Problem statement >> Skip any image you find and restate the rest of the data word for word.

=== Records for the exercise ===

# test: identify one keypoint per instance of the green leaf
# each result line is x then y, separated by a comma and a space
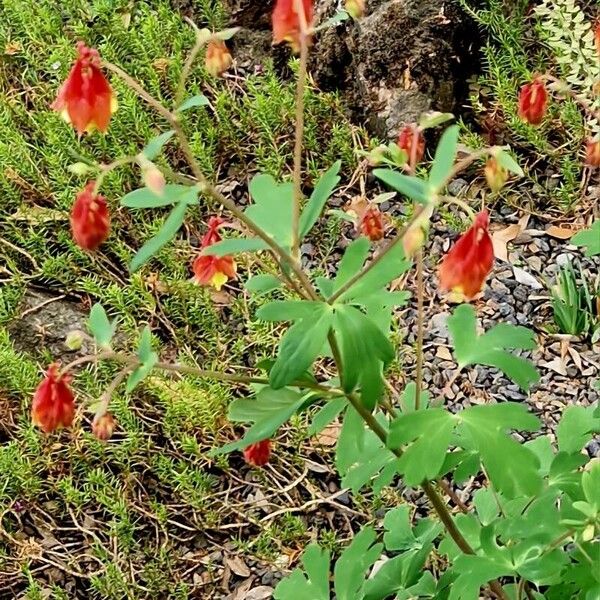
490, 348
390, 267
199, 100
272, 207
165, 235
155, 145
576, 427
589, 238
444, 159
506, 161
313, 585
234, 246
147, 357
268, 411
318, 198
413, 187
172, 194
474, 573
434, 119
289, 310
301, 345
326, 415
486, 505
365, 351
100, 327
430, 432
350, 568
262, 284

===

Task solution >>
# test: identify one keypoint per instance of the green leaf
# each result line is x then y, separated by a comma and a space
490, 348
390, 267
199, 100
272, 207
165, 235
155, 145
576, 427
589, 238
444, 159
506, 161
313, 585
234, 246
147, 357
268, 411
318, 198
413, 187
172, 194
474, 573
434, 119
289, 310
301, 345
326, 415
486, 505
365, 351
100, 327
430, 432
350, 568
262, 284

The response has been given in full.